**Exercise details:** Find every line below with the string "shown" and pick it out.

/---

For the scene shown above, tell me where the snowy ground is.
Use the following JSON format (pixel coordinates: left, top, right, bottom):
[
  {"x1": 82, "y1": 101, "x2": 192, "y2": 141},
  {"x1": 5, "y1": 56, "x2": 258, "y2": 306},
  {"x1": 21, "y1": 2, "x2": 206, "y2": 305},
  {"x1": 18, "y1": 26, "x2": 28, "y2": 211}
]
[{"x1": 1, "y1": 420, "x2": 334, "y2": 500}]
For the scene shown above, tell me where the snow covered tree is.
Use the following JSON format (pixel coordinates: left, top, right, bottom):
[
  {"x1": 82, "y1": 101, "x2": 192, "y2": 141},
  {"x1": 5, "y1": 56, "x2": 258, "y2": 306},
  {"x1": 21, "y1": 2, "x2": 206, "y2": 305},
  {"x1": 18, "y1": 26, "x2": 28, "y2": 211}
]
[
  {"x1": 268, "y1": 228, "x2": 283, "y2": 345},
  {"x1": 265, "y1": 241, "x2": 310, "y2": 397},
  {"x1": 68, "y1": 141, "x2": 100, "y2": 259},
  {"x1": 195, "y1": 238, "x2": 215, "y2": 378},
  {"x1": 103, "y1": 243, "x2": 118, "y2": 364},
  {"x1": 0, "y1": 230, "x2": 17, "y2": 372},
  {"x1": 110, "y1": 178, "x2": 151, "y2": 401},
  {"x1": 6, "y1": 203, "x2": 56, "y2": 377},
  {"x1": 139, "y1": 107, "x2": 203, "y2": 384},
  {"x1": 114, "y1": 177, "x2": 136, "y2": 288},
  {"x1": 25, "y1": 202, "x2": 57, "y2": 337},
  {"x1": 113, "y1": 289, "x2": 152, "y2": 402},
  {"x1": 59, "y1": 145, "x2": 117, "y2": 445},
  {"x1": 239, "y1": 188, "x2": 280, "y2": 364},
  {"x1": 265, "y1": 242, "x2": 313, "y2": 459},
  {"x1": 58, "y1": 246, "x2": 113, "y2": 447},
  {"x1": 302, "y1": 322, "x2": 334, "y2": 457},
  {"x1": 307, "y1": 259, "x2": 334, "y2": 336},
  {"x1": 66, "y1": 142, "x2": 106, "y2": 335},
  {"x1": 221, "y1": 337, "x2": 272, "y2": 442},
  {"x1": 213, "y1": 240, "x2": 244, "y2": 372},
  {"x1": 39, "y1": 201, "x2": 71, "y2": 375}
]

\---

**Answer to the problem:**
For the scene shown above, tell me where the snowy ground is.
For the scene shown above, tell me where the snow covered tree is.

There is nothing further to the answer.